Passage to read
# # # #
Compensation for Takings Under the 5th Amendment


By Courtney Denette
Courtney Denette, a third-year student at Albany Law School, graduated magna cum laude from Binghamton University in 2010 where she majored in Philosophy and Politics & Law, and minored in studio art (painting). Prior to law school, she worked in the Enforcement Bureau of the New York State Liquor Authority and interned in the Legal Bureau there.
Last year, she served as a teaching assistant for Professor Bonventre in Criminal Law. Currently, she is the student Executive Editor of the Center for Judicial Process, an Associate Editor for the Albany Law Review, and a law clerk at the New York State Bar Association.
Courtney wrote this paper for Professor Robert Batson's course in Federal Indian Law.

Unfortunately, for many of the Indian tribes whose land was taken, a great deal of innocent Americans settled and built their lives on these lands. Hence, the tribal lands cannot be restored without displacing a large quantity of people who did not play a hand in the injustices of the past.

Therein lies the central problem with the solution of awarding damages to the Indians, rather than restoring their land. Most of the time, Indian culture is founded on connections to that particular parcel of land. Even the opportunity to purchase a new tract or a different reservation of land may seem inadequate.
# # # #
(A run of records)

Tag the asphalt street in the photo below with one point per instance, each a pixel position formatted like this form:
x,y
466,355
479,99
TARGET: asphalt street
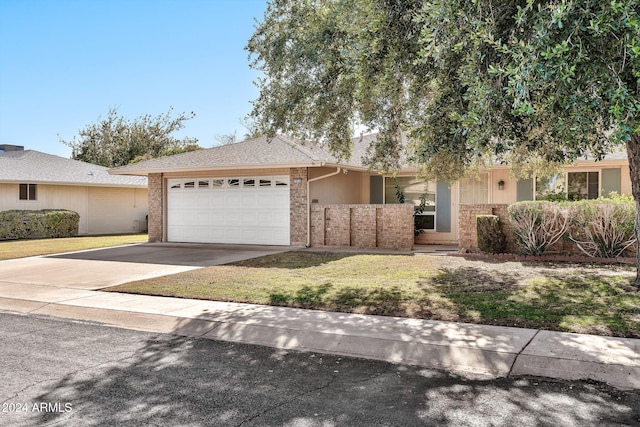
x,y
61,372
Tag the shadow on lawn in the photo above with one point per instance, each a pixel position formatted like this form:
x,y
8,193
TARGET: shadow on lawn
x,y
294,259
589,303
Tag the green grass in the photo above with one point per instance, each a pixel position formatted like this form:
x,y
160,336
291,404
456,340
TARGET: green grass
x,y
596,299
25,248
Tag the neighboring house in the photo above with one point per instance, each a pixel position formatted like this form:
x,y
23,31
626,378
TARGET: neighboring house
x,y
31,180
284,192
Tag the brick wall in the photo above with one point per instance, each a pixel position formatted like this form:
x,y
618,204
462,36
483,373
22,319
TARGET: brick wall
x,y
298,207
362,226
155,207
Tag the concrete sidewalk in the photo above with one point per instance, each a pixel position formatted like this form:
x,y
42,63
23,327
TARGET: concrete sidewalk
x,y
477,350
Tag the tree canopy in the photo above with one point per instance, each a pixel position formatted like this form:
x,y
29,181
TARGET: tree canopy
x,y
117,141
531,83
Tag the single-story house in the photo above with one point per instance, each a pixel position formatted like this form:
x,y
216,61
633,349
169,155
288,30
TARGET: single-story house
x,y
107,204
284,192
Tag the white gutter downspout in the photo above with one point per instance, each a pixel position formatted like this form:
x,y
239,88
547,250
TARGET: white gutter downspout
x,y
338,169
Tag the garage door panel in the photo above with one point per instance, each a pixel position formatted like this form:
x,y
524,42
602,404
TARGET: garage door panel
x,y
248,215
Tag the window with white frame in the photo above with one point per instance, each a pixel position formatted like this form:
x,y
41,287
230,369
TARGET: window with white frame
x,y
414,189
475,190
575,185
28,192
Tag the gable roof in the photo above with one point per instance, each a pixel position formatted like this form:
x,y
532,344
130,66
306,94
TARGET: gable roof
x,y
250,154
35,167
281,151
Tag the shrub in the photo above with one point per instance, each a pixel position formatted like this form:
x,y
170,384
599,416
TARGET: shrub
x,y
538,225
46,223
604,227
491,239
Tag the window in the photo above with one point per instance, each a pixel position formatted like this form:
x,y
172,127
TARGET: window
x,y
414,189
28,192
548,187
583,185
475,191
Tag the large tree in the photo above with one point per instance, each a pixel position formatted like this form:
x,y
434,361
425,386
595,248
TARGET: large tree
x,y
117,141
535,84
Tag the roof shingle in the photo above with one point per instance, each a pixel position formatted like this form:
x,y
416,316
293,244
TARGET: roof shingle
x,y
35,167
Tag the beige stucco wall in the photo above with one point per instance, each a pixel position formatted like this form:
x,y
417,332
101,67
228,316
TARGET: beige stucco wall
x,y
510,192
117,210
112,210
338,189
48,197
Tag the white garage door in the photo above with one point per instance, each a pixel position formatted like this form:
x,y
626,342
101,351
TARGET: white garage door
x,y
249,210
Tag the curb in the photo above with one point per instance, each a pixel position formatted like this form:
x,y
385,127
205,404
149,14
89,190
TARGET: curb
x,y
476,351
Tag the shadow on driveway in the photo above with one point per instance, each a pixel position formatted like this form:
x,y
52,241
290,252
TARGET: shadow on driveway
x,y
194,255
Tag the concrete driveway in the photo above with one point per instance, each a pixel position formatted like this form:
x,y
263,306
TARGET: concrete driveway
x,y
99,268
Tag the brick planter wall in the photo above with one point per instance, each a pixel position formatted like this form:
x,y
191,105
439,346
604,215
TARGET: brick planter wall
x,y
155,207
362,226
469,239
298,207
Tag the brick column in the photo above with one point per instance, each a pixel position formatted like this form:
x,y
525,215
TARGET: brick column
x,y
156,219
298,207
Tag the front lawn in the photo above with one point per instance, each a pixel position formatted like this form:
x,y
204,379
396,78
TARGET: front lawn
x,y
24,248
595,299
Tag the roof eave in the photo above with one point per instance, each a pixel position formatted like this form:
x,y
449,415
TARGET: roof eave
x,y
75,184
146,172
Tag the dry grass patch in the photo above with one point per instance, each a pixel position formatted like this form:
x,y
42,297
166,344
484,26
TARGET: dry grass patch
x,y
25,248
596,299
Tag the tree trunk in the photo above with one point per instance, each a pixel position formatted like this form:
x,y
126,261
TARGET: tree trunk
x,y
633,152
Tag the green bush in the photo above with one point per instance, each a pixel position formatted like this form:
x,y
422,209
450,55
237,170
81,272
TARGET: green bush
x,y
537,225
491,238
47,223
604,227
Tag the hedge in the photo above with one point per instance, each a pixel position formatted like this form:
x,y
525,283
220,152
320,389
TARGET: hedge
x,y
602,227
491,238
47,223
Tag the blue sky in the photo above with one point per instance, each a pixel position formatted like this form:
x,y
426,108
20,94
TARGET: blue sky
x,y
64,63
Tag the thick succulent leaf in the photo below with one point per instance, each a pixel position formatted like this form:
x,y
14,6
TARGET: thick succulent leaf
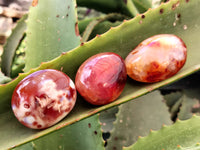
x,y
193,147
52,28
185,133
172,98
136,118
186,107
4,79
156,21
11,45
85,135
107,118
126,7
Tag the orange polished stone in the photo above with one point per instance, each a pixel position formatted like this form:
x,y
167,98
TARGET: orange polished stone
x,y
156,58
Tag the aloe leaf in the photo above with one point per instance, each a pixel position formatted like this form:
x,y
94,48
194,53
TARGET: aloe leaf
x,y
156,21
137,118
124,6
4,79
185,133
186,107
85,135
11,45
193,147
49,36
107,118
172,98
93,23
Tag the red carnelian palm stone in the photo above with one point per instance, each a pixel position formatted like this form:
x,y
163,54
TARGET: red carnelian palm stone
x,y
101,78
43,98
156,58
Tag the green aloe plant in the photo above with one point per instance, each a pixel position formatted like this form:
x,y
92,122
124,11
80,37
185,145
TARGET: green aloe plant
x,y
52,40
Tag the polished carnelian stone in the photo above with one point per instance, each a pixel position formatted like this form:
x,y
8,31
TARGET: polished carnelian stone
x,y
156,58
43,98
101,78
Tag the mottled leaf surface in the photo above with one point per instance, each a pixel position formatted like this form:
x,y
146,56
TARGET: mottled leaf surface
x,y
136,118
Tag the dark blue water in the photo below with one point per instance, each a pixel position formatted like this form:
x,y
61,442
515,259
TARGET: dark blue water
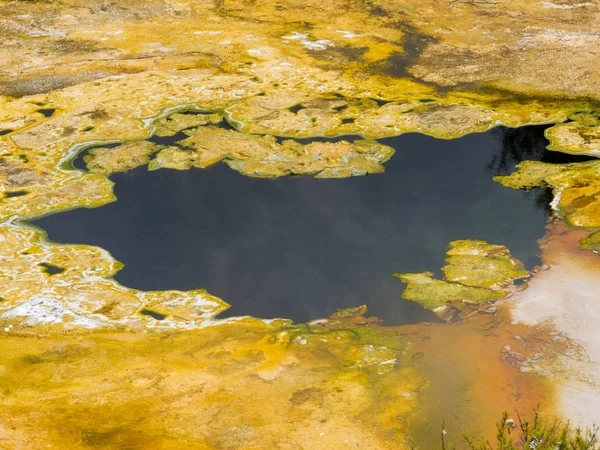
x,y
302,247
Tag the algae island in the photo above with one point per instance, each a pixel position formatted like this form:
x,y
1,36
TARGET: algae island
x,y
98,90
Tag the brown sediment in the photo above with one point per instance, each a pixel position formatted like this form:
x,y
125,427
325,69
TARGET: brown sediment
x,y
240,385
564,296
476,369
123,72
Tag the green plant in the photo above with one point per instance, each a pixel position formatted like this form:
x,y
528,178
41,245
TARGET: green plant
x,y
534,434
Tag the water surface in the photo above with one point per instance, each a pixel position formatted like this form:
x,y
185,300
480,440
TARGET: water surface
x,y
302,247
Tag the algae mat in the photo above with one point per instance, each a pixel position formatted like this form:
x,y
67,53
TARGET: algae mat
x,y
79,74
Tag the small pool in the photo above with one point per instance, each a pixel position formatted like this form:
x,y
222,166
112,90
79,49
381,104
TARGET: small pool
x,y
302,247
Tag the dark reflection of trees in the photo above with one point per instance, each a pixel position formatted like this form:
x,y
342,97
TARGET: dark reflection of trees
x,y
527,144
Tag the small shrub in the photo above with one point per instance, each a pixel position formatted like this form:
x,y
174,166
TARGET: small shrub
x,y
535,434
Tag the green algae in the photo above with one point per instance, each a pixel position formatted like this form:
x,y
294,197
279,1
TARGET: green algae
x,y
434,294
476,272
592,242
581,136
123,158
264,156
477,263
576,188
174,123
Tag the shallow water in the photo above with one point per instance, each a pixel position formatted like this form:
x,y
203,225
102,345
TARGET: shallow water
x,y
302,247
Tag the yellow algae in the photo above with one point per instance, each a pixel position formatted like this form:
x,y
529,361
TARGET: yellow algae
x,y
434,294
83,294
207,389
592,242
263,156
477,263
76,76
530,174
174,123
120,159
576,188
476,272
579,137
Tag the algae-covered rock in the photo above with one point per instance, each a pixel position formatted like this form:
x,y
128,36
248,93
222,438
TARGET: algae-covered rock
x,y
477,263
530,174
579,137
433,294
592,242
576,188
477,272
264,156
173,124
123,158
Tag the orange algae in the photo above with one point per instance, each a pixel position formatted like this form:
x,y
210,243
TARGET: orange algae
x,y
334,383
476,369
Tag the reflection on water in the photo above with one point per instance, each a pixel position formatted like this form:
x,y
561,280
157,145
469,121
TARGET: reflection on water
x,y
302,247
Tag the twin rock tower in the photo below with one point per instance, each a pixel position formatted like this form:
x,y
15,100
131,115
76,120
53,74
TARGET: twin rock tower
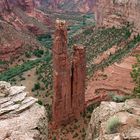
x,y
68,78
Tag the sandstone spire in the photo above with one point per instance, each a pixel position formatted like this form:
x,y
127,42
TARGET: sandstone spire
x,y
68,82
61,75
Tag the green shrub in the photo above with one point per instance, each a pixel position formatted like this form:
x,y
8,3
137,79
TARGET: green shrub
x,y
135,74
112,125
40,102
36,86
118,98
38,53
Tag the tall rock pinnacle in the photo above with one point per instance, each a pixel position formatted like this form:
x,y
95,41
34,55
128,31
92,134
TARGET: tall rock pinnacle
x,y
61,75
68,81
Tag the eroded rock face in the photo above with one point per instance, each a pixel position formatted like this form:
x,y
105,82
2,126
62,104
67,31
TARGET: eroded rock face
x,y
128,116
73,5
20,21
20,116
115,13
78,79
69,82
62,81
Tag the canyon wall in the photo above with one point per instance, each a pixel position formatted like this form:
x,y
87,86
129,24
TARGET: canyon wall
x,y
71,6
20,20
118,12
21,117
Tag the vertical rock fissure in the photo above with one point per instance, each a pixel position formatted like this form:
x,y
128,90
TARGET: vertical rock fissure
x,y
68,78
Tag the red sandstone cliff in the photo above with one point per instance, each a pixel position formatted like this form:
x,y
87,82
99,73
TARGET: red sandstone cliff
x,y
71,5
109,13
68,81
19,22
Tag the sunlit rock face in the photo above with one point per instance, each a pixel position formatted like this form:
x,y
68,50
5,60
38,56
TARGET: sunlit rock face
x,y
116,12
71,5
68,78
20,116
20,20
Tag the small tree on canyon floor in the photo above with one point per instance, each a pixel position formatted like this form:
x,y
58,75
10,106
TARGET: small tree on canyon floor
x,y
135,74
# # # #
Jobs
1. In the text on compensation for takings, for which course did Courtney Denette write the paper?
2. Write out the part of the text on compensation for takings from "Compensation for Takings" to "Federal Indian Law.", word for word.

Outputs
1. She wrote it for Professor Robert Batson's course in Federal Indian Law.

2.
Compensation for Takings Under the 5th Amendment


By Courtney Denette
Courtney Denette, a third-year student at Albany Law School, graduated magna cum laude from Binghamton University in 2010 where she majored in Philosophy and Politics & Law, and minored in studio art (painting). Prior to law school, she worked in the Enforcement Bureau of the New York State Liquor Authority and interned in the Legal Bureau there.
Last year, she served as a teaching assistant for Professor Bonventre in Criminal Law. Currently, she is the student Executive Editor of the Center for Judicial Process, an Associate Editor for the Albany Law Review, and a law clerk at the New York State Bar Association.
Courtney wrote this paper for Professor Robert Batson's course in Federal Indian Law.